Jul 21, 2025

6 m 234

MARKQUEN IN THE FORBES NEXT 250 RANKING: OUR STORY

Company History
Transformation
Production

This year, MARKQUEN made it to the Forbes Next 250 list — a ranking of the most promising small and medium-sized businesses in Ukraine. Among more than 800 applicants, our team was included in the list of those who are already changing the market, thinking big, and looking confidently into the future.

FORBES NEXT 250

From Agency to Manufacturing

MARKQUEN is a story about former employees of a large international company who wanted to implement their experience in their own business, reflecting their ideas in the name — MARK from “marketing” and QUEN (KVEN) from a newly created Norwegian dialect, meaning “new perspective.”

Founders Bohdan Zelenyi and Oles Potiahylo started with €5,000, aiming to change the approach to POS solutions and believing that brands deserve more technological and innovative solutions than the market offered at that time.

For the first years, we worked as an agency, outsourcing production. But poor-quality batches and lost clients signaled: control is key. In 2020, we opened our first workshop and focused on our own production.

Manufacturing

Investing in Manufacturing and People

To scale production and meet growing demand, Bohdan and Oles attracted external funding: a grant for processing production and a loan at 7% under the state 5-7-9 program for Ukrainian enterprises.

Scaling required quick and risky decisions — “Once, I had to mortgage my house,” recalls Oles.

In total, €1.4 million was invested in production capacities and equipment, with all company profits fully reinvested — without paying dividends. This allowed the launch of our own metalworking shop and the implementation of multi-level quality control through routing sheets.

## Dataset excerpt
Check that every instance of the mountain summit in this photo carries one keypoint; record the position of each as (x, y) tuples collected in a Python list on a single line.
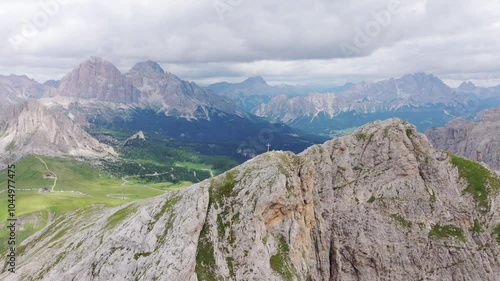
[(29, 128), (381, 204)]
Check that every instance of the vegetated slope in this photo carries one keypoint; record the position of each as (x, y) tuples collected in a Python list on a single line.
[(479, 141), (70, 185), (381, 204), (31, 128)]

## Direction 1
Rewrite the paragraph of the MARKQUEN article that begins "In total, €1.4 million" as a brief bulleted list, keeping its main facts.
## Direction 2
According to the MARKQUEN article, how much money did the founders start with?
## Direction 3
Reproduce the part of the MARKQUEN article that opens with the words containing "From Agency to" and closes with "our own production.".
The material placed after the MARKQUEN article comes from a separate source.

## Right answer 1
- €1.4 million was invested in production capacities and equipment.
- All company profits were reinvested, and no dividends were paid.
- This funded the company's own metalworking shop.
- It also funded multi-level quality control through routing sheets.

## Right answer 2
€5,000.

## Right answer 3
From Agency to Manufacturing

MARKQUEN is a story about former employees of a large international company who wanted to implement their experience in their own business, reflecting their ideas in the name — MARK from “marketing” and QUEN (KVEN) from a newly created Norwegian dialect, meaning “new perspective.”

Founders Bohdan Zelenyi and Oles Potiahylo started with €5,000, aiming to change the approach to POS solutions and believing that brands deserve more technological and innovative solutions than the market offered at that time.

For the first years, we worked as an agency, outsourcing production. But poor-quality batches and lost clients signaled: control is key. In 2020, we opened our first workshop and focused on our own production.